__Given instruction a__
Filter the records and copy out each line containing the word "white".

*** Excerpted text

It is my privilege to have been a friend of Henry Kissinger’s for more than forty years. We have had some ups and downs, but my respect for him as a historian and architect of foreign policy has never wavered, and it is a particular pleasure of the last ten years that our relations have possibly become more cordial than ever. I would have declined to write this review if I could not conscientiously have praised the book. No such problem remotely arose: having, I believe, read all of Kissinger’s books and been impressed by all of them, I think Leadership is one of the best.1 This is a particularly remarkable and inspiriting feat because the author wrote it when he was ninety-seven and ninety-eight years old.
Having, I believe, read all of Kissinger’s books and been impressed by all of them, I think Leadership is one of the best.

******
*** Records supplied

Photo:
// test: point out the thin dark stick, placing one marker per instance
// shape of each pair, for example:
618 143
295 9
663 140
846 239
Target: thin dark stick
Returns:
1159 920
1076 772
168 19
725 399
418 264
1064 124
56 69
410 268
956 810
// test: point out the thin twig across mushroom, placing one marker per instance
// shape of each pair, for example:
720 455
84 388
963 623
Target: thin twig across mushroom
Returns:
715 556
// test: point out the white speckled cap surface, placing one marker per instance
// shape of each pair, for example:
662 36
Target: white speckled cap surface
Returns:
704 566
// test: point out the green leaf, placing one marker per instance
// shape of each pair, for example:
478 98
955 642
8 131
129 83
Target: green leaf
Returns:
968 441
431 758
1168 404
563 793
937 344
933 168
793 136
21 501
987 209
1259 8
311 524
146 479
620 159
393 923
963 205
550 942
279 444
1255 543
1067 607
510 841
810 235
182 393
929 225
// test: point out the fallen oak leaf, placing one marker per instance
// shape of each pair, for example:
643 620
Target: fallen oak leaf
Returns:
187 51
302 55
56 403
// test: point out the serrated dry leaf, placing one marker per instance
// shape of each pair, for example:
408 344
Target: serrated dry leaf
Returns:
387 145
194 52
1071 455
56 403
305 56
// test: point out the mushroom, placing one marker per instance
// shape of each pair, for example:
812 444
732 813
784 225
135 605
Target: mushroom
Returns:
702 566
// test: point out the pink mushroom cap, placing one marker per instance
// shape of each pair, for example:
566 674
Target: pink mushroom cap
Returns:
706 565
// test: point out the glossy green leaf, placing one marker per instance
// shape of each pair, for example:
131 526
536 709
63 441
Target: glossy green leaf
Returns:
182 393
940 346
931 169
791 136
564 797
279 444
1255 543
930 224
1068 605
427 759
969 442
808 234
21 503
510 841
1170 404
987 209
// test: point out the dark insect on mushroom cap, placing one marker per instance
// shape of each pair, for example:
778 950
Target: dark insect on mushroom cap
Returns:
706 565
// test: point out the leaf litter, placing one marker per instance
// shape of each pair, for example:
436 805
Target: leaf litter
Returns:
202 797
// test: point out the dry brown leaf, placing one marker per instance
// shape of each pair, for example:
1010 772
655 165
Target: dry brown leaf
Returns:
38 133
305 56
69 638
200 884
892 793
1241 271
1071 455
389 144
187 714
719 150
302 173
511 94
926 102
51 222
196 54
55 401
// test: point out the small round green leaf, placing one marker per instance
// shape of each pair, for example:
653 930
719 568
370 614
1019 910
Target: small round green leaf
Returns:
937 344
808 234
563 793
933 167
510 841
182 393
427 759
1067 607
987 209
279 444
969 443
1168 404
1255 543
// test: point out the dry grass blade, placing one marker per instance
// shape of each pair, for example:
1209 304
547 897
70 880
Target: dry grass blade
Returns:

******

__Given instruction b__
Reproduce the review excerpt from "It is my privilege" to "ninety-eight years old.", changing "cordial" to "warm".

__Exercise result a__
// test: point out the white speckled cap surface, placing one marker per instance
Target: white speckled cap surface

__Exercise result b__
It is my privilege to have been a friend of Henry Kissinger’s for more than forty years. We have had some ups and downs, but my respect for him as a historian and architect of foreign policy has never wavered, and it is a particular pleasure of the last ten years that our relations have possibly become more warm than ever. I would have declined to write this review if I could not conscientiously have praised the book. No such problem remotely arose: having, I believe, read all of Kissinger’s books and been impressed by all of them, I think Leadership is one of the best.1 This is a particularly remarkable and inspiriting feat because the author wrote it when he was ninety-seven and ninety-eight years old.